Please turn the lines from the one containing "406, row 380." through the one containing "column 196, row 64", inclusive, into a Markdown table with the columns "No." and "Text", leaving out blank lines. Include only those lines.

Dataset items about object locations:
───

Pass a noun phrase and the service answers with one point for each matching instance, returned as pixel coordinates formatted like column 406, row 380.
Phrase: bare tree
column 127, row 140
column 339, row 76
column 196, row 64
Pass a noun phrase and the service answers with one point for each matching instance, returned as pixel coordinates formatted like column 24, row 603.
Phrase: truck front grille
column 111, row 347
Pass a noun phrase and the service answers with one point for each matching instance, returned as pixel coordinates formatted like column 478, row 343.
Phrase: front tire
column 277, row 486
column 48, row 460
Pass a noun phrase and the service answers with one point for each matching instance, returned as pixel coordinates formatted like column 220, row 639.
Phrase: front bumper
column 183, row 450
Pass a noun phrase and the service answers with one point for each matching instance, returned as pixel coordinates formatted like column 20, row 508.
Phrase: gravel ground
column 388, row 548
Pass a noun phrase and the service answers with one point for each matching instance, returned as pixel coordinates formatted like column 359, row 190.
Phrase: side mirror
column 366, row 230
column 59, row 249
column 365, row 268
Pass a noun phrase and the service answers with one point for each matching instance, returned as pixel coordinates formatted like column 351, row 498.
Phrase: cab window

───

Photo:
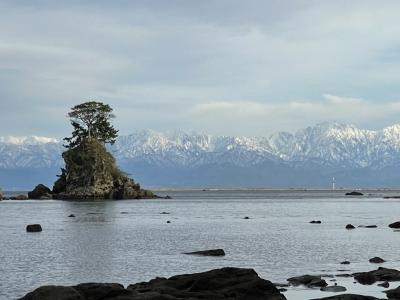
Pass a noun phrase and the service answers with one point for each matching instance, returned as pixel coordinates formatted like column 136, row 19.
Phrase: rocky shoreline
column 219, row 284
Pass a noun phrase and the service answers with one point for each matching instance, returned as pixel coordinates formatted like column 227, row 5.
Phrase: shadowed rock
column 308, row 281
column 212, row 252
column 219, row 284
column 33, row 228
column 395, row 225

───

Solution:
| No. | Text |
|---|---|
| 1 | Pass a noun phrase and the service answers with one point for each matching instance, returned as pixel coordinates formatted like column 406, row 380. |
| 2 | Phrase: bare tree |
| 3 | column 127, row 140 |
| 4 | column 339, row 76 |
| 5 | column 196, row 64 |